START INPUT DATA

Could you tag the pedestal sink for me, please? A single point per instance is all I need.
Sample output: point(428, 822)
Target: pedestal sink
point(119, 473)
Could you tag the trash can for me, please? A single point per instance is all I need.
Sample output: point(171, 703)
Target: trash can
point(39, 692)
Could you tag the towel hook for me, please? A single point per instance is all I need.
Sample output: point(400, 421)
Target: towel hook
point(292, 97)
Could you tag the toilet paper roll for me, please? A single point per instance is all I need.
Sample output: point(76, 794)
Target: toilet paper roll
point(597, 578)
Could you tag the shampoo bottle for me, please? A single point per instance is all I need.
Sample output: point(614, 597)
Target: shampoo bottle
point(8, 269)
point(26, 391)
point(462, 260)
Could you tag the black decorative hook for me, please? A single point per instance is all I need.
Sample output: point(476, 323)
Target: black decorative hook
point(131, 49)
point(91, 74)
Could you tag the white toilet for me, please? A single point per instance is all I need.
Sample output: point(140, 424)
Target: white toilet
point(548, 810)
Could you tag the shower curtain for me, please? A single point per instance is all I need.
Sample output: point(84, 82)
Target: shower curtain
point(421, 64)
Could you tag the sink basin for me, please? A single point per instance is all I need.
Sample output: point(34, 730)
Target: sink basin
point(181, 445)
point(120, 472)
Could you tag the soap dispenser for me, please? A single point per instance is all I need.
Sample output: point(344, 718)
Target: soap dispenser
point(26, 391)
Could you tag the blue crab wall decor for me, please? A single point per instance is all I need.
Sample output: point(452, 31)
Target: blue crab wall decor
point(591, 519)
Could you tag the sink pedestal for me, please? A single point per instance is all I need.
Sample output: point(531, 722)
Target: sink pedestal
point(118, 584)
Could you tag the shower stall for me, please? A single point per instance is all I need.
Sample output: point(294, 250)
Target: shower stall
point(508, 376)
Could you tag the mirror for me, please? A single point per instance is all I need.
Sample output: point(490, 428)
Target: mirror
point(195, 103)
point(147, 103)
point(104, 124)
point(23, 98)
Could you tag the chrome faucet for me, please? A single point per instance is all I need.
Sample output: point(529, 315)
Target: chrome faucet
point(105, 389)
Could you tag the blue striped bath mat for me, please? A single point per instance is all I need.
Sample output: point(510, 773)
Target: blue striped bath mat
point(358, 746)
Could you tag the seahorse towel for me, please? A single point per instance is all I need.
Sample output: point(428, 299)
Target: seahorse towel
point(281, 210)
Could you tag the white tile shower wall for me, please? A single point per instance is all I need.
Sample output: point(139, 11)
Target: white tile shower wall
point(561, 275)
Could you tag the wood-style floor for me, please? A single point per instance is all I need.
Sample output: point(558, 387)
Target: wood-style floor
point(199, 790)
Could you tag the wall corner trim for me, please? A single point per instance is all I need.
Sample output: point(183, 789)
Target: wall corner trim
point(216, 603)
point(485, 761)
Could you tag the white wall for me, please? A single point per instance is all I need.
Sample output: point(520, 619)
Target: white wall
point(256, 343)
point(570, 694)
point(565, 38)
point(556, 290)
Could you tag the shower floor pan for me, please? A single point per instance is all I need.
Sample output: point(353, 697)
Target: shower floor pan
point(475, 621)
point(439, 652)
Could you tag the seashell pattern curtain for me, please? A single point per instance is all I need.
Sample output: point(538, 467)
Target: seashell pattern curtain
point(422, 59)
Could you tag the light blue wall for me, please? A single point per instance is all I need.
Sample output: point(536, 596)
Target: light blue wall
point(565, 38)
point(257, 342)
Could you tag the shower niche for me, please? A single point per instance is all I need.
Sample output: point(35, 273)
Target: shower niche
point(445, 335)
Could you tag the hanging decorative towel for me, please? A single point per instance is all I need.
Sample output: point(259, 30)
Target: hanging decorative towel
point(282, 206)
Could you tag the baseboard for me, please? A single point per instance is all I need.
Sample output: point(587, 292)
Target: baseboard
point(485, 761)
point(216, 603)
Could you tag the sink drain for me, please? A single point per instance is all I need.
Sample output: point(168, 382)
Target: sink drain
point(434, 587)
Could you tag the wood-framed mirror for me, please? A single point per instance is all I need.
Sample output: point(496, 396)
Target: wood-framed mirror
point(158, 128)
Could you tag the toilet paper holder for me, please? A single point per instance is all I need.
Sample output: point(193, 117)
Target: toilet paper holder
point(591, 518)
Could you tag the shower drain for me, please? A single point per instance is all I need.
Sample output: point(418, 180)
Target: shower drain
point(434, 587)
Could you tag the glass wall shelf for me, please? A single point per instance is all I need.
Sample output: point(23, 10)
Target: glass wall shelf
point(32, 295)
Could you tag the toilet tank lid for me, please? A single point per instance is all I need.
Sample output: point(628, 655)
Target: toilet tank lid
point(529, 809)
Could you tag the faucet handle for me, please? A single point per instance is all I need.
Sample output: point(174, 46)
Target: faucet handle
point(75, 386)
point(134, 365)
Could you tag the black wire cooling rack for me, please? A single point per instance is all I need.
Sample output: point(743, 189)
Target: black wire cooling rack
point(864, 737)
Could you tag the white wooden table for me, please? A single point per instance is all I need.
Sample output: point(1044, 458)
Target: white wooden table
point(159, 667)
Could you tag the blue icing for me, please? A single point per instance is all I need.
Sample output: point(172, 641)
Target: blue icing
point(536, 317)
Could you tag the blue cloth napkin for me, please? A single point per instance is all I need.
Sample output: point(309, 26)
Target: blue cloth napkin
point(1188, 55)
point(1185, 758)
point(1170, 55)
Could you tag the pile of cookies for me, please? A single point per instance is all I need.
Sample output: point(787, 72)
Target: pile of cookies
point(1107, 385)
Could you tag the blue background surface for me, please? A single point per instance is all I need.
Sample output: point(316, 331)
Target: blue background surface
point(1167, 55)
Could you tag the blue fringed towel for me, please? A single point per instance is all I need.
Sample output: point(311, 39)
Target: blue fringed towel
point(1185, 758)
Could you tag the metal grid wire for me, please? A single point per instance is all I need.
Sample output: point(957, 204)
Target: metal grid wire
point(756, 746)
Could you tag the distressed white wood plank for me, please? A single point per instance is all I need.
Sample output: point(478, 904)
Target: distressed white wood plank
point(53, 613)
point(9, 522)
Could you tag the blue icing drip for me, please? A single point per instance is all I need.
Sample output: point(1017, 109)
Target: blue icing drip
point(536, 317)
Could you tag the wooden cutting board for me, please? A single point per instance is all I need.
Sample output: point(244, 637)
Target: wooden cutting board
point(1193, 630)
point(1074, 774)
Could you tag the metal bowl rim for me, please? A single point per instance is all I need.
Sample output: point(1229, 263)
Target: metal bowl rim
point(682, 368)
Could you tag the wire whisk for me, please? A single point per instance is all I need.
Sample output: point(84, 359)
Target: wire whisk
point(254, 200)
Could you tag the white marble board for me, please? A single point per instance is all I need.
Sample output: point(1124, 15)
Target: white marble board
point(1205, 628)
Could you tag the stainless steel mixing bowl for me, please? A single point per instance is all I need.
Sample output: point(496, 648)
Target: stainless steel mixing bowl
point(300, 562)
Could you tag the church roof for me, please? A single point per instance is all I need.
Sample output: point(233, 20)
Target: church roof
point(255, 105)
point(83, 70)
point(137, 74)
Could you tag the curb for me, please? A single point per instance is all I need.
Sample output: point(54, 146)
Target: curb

END INPUT DATA

All of the entries are to be set down again without alteration.

■ FINISHED TASK:
Could you tag the pedestal sink for me, please? A single point per instance is all I need.
Sample output: point(428, 822)
Target: pedestal sink
point(119, 473)
Could you tag the trash can for me, please? A single point per instance is all I need.
Sample output: point(171, 703)
Target: trash can
point(39, 692)
Could you tag the towel hook for me, please? A single point per instance is all I need.
Sample output: point(400, 421)
Target: towel hook
point(292, 97)
Could you tag the toilet paper roll for me, please? A single point per instance is all I need.
Sample output: point(76, 794)
Target: toilet paper roll
point(597, 578)
Could you tag the shampoo bottle for me, please? A single point per instance is all I need.
Sample output: point(614, 597)
Target: shampoo bottle
point(8, 269)
point(26, 391)
point(462, 260)
Could you tag the black decorative hook for me, please? A single point per instance is all I need.
Sample output: point(476, 323)
Target: black decorative hook
point(131, 49)
point(91, 74)
Could you tag the white toilet for me, please? A single point per instance is all I need.
Sample output: point(140, 424)
Target: white toilet
point(548, 810)
Could you tag the shower curtain for me, please? A single point per instance is all I need.
Sample output: point(84, 82)
Target: shower curtain
point(421, 64)
Could you tag the sink basin for me, please? A single point per instance is all I need.
Sample output: point(34, 730)
Target: sink basin
point(181, 445)
point(120, 472)
Could you tag the soap dispenser for me, please? A single point per instance is all I need.
Sample output: point(344, 718)
Target: soap dispenser
point(26, 391)
Could you tag the blue crab wall decor for me, please? A single point per instance is all I need.
Sample output: point(452, 31)
Target: blue crab wall decor
point(591, 519)
Could you tag the sink pedestal for me, please? A single point per instance is all I need.
Sample output: point(531, 722)
Target: sink pedestal
point(118, 584)
Could you tag the shower stall for me, please? A single point per instance is all I need.
Sample output: point(294, 250)
Target: shower stall
point(508, 376)
Could you tag the mirror for me, please? A single point per instance is all I need.
Sample output: point(490, 428)
Target: mirror
point(195, 103)
point(147, 103)
point(104, 124)
point(23, 98)
Could you tag the chrome faucet for me, please? A single point per instance is all I need.
Sample output: point(529, 315)
Target: chrome faucet
point(105, 389)
Could you tag the blue striped bath mat for me, please? A single point per instance is all I need.
Sample output: point(510, 773)
Target: blue striped bath mat
point(358, 746)
Could you tag the seahorse towel for me, please? A single point per instance is all I need.
Sample output: point(428, 299)
Target: seahorse towel
point(281, 210)
Could you tag the white tile shower wall for me, please? A single point per instance is all I need.
Sample output: point(139, 11)
Target: white tile shower wall
point(561, 275)
Could you tag the wood-style floor for me, please? A single point per instance is all I need.
Sample output: point(558, 387)
Target: wood-style floor
point(199, 790)
Could you tag the wall corner trim for me, please? A single point per instance is all I need.
Sample output: point(183, 789)
Target: wall corner trim
point(216, 603)
point(485, 761)
Could you tag the white wall for me, please? A single point per instance is all I need.
Sample output: point(520, 619)
Target: white wall
point(256, 343)
point(570, 694)
point(565, 38)
point(556, 290)
Could you tag the shower floor pan for me, please? A single point per instance is all I need.
Sample output: point(353, 697)
Target: shower floor pan
point(475, 621)
point(439, 652)
Could you tag the seashell pattern curtain for me, please? A single point per instance is all I need.
Sample output: point(538, 467)
Target: seashell pattern curtain
point(422, 59)
Could you tag the light blue wall for me, please? A single point per instance is all I need.
Sample output: point(536, 596)
Target: light blue wall
point(565, 38)
point(257, 342)
Could you tag the shower niche for me, please? A single point per instance is all I need.
Sample output: point(35, 273)
Target: shower niche
point(445, 335)
Could you tag the hanging decorative towel for me, please? A single point per instance is all I need.
Sample output: point(259, 30)
Target: hanging decorative towel
point(282, 206)
Could you tag the baseboard for me, please? A single point per instance is all I need.
Sample output: point(587, 292)
Target: baseboard
point(485, 761)
point(216, 603)
Could you tag the sink drain for me, please? A single point per instance is all I need.
Sample output: point(168, 382)
Target: sink drain
point(434, 587)
Could you tag the wood-framed mirror for me, please? A single point per instance is all I need.
Sample output: point(496, 396)
Target: wood-framed mirror
point(158, 128)
Could you tag the toilet paper holder for me, please? A single point per instance is all I need.
Sample output: point(193, 117)
Target: toilet paper holder
point(591, 518)
Could you tag the shower drain for me, please? A single point per instance is all I need.
Sample output: point(418, 180)
Target: shower drain
point(434, 587)
Could you tag the glass wall shelf for me, please? A single point per instance is all I need.
Sample output: point(23, 10)
Target: glass wall shelf
point(32, 295)
Could you tag the toilet tank lid for me, please? A single point per instance is all I need.
Sample output: point(628, 655)
Target: toilet tank lid
point(529, 809)
Could you tag the faucet handle for me, please? A single point per instance is all I need.
Sample output: point(174, 46)
Target: faucet handle
point(75, 386)
point(134, 365)
Could you tag the black wire cooling rack for me, please? A single point per instance is all I need.
Sample output: point(743, 189)
Target: black wire cooling rack
point(864, 737)
Could you tag the white wooden table for me, please? A single point per instance is all I need.
Sample output: point(1044, 458)
Target: white wooden table
point(159, 667)
Could you tag the blue icing for me, please? A single point per instance is all I need.
Sample output: point(172, 641)
Target: blue icing
point(536, 317)
Could you tag the blue cloth napkin for me, please? A single point per instance is all I need.
Sample output: point(309, 26)
Target: blue cloth napkin
point(1188, 55)
point(1185, 758)
point(1170, 55)
Could you tag the pile of cookies for me, please? A single point per instance is all I need.
Sample output: point(787, 72)
Target: pile of cookies
point(1107, 385)
Could you tag the blue background surface for me, please? A single point per instance is all I need.
Sample output: point(316, 331)
Target: blue background surface
point(1167, 55)
Could you tag the blue fringed towel for me, please? A single point per instance is all I need.
Sample output: point(311, 39)
Target: blue fringed towel
point(1185, 758)
Could you tag the metal grid wire for me, please? A single point per instance is all I need.
Sample output: point(957, 204)
Target: metal grid wire
point(756, 746)
Could you tag the distressed white wood plank for me, please? A single point per instance is all I need.
Sample output: point(478, 904)
Target: distressed white wood plank
point(53, 613)
point(9, 522)
Could you tag the blue icing drip for me, please? A single point per instance is all I need.
Sample output: point(1017, 109)
Target: blue icing drip
point(536, 317)
Could you tag the wooden cutting board for me, please? A single point per instance is all I need.
Sample output: point(244, 637)
Target: wooden cutting board
point(1193, 630)
point(1074, 774)
Could you tag the metal bowl rim for me, please? A single point per instance is all I need.
Sample output: point(1229, 263)
Target: metal bowl rim
point(682, 368)
Could you tag the wire whisk for me, please? A single point per instance is all I need.
Sample output: point(84, 359)
Target: wire whisk
point(254, 200)
Could you tag the white marble board for me, please? A single point per instance is all I need.
Sample output: point(1124, 15)
Target: white marble board
point(1205, 628)
Could you tag the stainless steel mixing bowl for me, please? A single point per instance is all I need.
Sample output: point(496, 648)
Target: stainless steel mixing bowl
point(300, 562)
Could you tag the church roof for me, please? A single point per instance is all I need.
Sample output: point(233, 20)
Target: church roof
point(255, 105)
point(83, 70)
point(137, 74)
Could you tag the curb for me, please? A single point per instance is all I need.
Sample output: point(54, 146)
Target: curb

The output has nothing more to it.